Rows from a pointing dataset:
↓↓↓
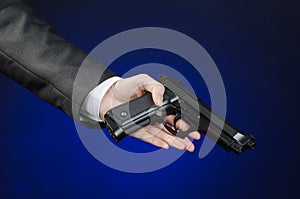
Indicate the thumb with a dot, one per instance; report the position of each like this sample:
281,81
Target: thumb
157,93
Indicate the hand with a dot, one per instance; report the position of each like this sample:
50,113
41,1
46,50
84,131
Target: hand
126,89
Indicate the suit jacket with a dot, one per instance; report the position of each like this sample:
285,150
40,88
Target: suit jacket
32,54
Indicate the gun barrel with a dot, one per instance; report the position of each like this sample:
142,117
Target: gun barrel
208,122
↑↑↑
What is required
Put the lines of the items into a numbered list, starting at the line that contains "Indicate the gun" and ending at the last line of the items. Leave out any blank lines.

Result below
1. Indicate the gun barrel with a dot, one per instance; report the position of each like this sample:
2. 142,117
3. Target: gun barrel
4. 208,122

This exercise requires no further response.